▶ Tugas Tertulis
Tolong tulis ulang bagian teks tentang Tarzan yang dimulai dengan "Kamis, 18 September" dan berlanjut hingga "dominan di masanya.". Tukar "kolonialisme" dengan "penjajahan".

▶ Teks Bacaan
···
Kamis, 18 September 2025

Raja Rimba yang Kontroversial: Menguak Representasi Rasial dalam Komik, dari Tarzan hingga Black Panther


 

Di Balik Tirai Jagoan Putih di Rimba Afrika

Mengapa Tarzan, seorang anak kulit putih yang ditinggalkan dan dibesarkan oleh kera di hutan Afrika, digambarkan memiliki kemampuan unik, seperti berbicara dengan binatang, sementara penduduk asli kulit hitam yang telah tinggal di sana selama ribuan tahun tidak bisa melakukannya? Pertanyaan ini menyingkap paradoks yang mengganggu dan lebih dari sekadar detail cerita. Tarzan, sang "Raja Rimba," adalah artefak budaya yang berasal dari era kolonialisme dan imperialisme, yang penuh dengan bias tersembunyi. Karakter ini, yang pertama kali muncul dalam novel karya Edgar Rice Burroughs dan kemudian diadaptasi ke dalam berbagai media, termasuk komik, berfungsi sebagai cerminan ideologi yang dominan di masanya.
···
▶ Data Item
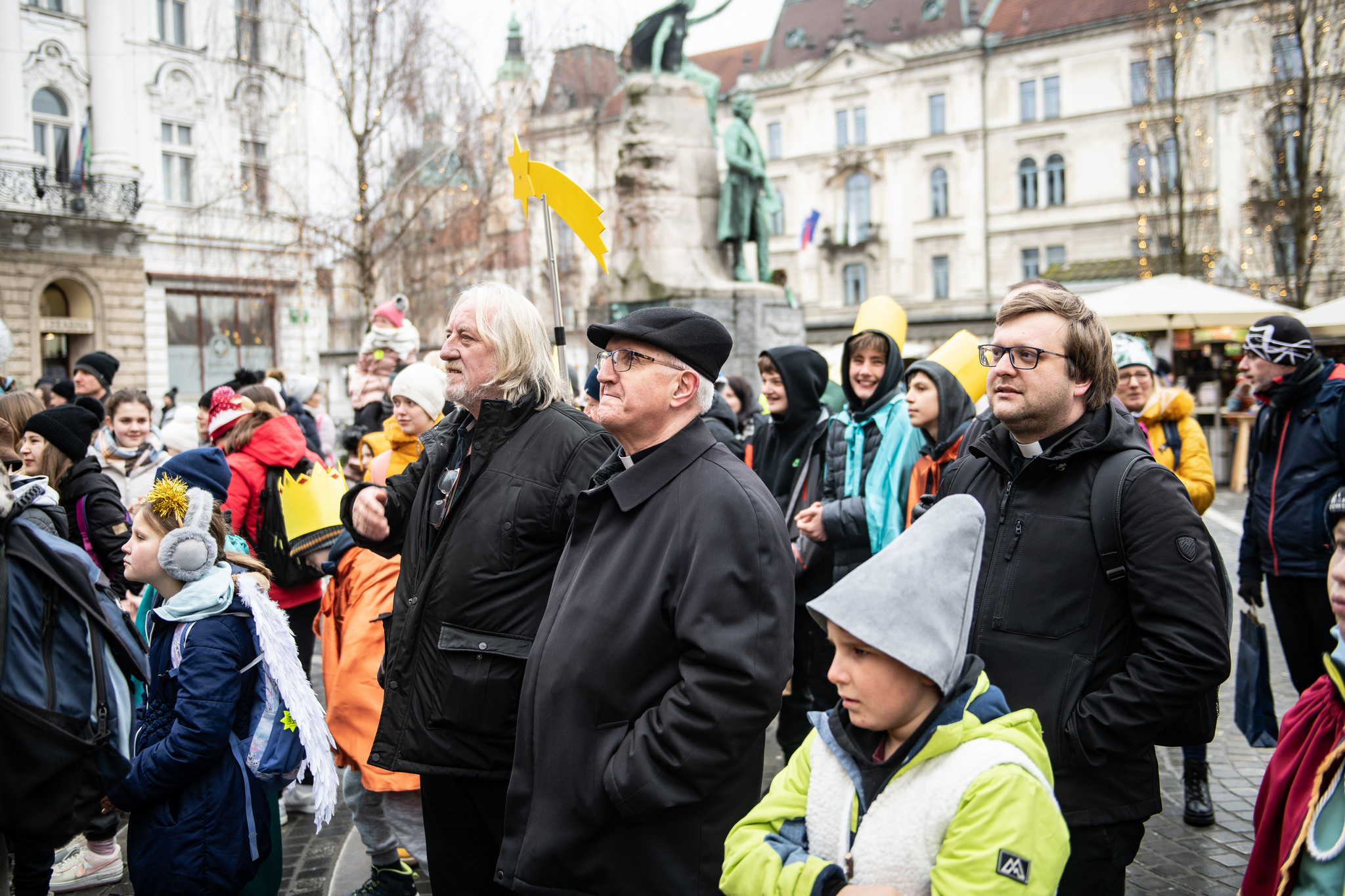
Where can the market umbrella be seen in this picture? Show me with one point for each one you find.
···
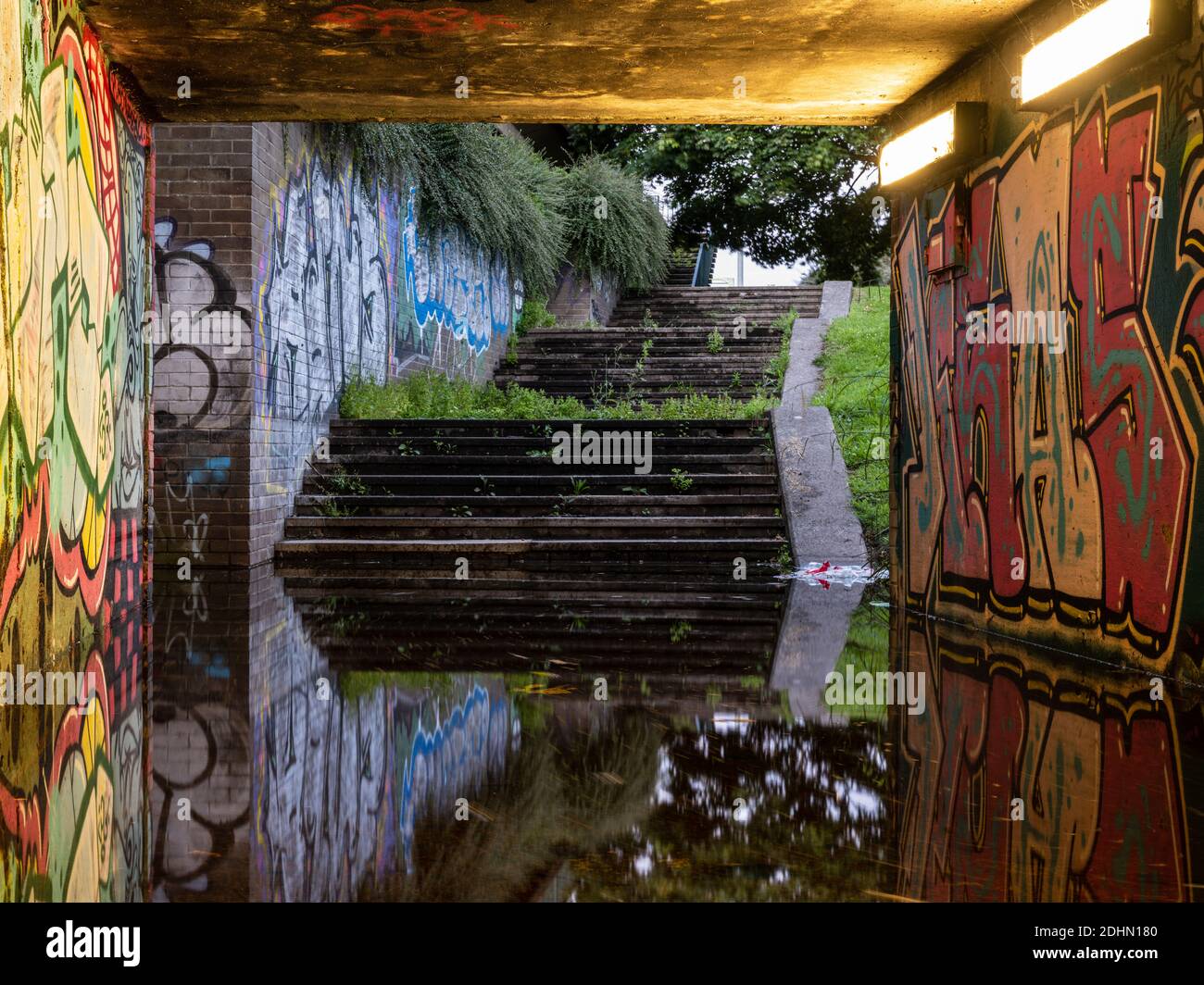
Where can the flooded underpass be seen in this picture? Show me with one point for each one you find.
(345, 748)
···
▶ Jawaban Latihan
Kamis, 18 September 2025

Raja Rimba yang Kontroversial: Menguak Representasi Rasial dalam Komik, dari Tarzan hingga Black Panther


 

Di Balik Tirai Jagoan Putih di Rimba Afrika

Mengapa Tarzan, seorang anak kulit putih yang ditinggalkan dan dibesarkan oleh kera di hutan Afrika, digambarkan memiliki kemampuan unik, seperti berbicara dengan binatang, sementara penduduk asli kulit hitam yang telah tinggal di sana selama ribuan tahun tidak bisa melakukannya? Pertanyaan ini menyingkap paradoks yang mengganggu dan lebih dari sekadar detail cerita. Tarzan, sang "Raja Rimba," adalah artefak budaya yang berasal dari era penjajahan dan imperialisme, yang penuh dengan bias tersembunyi. Karakter ini, yang pertama kali muncul dalam novel karya Edgar Rice Burroughs dan kemudian diadaptasi ke dalam berbagai media, termasuk komik, berfungsi sebagai cerminan ideologi yang dominan di masanya.